(Beginning of Data for this exercise)
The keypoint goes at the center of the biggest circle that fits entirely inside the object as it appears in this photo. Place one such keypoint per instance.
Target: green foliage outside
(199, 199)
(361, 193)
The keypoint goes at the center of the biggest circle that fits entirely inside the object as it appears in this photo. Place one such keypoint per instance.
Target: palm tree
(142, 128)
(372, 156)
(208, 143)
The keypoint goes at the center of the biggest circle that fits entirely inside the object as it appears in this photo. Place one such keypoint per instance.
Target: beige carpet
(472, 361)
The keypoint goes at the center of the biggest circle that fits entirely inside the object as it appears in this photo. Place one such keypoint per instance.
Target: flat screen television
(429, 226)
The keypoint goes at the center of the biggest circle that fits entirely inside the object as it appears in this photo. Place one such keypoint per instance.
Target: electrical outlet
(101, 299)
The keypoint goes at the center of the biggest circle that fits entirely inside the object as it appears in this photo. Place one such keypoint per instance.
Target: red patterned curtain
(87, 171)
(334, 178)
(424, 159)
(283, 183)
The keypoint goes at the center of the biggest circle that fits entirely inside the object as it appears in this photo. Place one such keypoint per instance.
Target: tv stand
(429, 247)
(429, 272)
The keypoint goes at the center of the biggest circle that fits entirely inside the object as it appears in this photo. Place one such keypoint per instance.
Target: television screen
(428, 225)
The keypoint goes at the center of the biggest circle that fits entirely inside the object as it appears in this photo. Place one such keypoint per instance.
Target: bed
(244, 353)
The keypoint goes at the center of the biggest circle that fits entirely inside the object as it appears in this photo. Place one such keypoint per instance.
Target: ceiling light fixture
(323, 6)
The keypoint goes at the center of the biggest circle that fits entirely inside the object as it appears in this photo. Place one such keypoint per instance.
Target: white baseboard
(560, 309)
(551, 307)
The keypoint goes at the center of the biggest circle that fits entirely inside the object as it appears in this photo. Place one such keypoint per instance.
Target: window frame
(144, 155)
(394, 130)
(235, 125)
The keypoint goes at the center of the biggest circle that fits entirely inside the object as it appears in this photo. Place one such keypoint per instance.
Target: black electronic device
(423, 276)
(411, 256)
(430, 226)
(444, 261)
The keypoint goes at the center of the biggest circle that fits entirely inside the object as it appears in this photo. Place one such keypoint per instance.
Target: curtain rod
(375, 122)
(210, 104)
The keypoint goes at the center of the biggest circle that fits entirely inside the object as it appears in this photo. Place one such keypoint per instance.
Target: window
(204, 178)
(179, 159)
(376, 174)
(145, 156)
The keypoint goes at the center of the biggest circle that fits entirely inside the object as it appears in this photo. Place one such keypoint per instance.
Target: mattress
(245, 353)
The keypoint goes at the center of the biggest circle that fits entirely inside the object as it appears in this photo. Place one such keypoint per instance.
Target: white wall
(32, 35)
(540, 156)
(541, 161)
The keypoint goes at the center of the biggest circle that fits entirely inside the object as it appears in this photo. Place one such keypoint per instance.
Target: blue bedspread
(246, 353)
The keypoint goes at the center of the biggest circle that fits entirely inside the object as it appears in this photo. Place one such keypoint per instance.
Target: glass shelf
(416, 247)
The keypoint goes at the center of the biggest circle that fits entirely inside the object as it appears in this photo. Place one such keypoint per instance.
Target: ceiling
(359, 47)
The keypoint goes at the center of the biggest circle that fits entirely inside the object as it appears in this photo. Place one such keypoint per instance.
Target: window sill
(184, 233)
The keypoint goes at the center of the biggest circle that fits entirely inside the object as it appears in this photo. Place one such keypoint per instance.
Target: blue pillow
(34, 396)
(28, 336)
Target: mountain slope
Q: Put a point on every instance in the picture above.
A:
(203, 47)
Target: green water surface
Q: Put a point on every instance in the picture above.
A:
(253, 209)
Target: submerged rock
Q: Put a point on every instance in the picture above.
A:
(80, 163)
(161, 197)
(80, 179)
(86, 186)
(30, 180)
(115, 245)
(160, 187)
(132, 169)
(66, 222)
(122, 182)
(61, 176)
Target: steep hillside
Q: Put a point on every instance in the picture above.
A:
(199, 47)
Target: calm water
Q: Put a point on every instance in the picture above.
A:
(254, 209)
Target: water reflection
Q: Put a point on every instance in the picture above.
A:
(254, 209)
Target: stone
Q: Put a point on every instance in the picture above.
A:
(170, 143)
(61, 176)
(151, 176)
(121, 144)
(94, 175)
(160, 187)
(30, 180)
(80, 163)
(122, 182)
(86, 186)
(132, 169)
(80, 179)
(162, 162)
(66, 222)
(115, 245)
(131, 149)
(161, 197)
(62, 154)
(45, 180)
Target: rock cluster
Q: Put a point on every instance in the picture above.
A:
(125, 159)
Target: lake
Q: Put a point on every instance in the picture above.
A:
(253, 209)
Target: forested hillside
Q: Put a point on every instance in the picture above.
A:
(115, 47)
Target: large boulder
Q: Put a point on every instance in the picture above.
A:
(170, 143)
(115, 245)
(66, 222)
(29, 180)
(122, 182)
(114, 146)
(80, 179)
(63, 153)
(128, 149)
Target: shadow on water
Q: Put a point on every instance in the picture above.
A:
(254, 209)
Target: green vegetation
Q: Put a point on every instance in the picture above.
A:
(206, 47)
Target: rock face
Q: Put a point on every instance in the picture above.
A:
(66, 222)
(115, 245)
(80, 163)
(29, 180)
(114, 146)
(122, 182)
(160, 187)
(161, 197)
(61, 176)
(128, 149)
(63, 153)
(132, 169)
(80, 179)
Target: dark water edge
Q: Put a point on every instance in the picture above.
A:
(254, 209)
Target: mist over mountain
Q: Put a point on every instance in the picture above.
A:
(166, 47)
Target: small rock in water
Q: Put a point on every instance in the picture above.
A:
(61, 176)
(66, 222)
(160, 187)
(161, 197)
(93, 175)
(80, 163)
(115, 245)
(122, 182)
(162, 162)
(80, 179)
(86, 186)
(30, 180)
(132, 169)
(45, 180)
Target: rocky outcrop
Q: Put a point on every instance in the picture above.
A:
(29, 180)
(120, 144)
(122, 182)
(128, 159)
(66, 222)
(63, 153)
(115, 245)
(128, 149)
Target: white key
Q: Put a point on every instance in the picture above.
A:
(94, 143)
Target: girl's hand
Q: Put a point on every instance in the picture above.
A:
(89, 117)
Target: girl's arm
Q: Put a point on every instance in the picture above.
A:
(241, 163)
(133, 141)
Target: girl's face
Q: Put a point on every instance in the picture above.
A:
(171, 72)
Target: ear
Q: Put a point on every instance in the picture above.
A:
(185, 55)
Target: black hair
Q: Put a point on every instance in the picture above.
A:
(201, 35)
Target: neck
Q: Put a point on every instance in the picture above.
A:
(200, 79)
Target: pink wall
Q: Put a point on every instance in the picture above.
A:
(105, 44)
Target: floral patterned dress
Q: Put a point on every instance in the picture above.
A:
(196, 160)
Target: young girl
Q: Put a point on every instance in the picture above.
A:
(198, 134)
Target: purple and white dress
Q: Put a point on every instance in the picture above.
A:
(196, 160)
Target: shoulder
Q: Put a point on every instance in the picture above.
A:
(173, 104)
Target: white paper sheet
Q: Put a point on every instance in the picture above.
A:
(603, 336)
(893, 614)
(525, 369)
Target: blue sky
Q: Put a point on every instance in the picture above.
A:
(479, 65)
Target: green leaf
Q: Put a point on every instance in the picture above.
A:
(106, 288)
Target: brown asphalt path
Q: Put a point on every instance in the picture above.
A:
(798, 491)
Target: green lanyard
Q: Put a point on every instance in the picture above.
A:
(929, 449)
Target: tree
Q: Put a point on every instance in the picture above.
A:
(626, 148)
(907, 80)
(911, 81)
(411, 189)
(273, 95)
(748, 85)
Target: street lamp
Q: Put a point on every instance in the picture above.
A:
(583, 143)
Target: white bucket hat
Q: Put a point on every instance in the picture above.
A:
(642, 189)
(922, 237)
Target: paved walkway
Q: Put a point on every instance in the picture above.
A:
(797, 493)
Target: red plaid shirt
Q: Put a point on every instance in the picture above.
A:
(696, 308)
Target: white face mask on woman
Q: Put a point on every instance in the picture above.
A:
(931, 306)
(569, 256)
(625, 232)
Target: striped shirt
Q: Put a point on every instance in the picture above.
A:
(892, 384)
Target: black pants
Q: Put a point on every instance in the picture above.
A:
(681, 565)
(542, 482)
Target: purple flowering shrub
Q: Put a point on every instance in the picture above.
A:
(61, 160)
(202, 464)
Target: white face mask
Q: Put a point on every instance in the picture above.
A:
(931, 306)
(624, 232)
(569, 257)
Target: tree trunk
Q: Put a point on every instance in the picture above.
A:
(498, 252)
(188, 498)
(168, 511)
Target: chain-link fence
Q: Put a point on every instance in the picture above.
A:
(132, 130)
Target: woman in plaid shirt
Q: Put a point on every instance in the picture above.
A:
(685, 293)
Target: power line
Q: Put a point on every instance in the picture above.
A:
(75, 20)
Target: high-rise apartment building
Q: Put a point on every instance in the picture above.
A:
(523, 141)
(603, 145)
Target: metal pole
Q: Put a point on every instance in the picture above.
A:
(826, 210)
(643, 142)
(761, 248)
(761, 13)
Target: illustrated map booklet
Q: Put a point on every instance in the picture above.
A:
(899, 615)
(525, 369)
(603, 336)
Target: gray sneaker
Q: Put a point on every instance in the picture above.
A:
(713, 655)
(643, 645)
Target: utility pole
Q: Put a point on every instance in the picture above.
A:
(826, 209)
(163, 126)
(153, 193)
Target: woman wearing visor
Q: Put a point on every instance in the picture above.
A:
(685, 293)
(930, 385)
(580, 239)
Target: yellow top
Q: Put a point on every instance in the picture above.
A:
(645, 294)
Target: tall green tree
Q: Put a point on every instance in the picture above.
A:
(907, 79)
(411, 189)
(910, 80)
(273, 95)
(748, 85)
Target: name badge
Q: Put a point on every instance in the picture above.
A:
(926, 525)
(End of Data for this exercise)
Problem statement =
Could you state how many lines of the data include the word "dress"? Only the number is needed.

Answer to the exercise =
2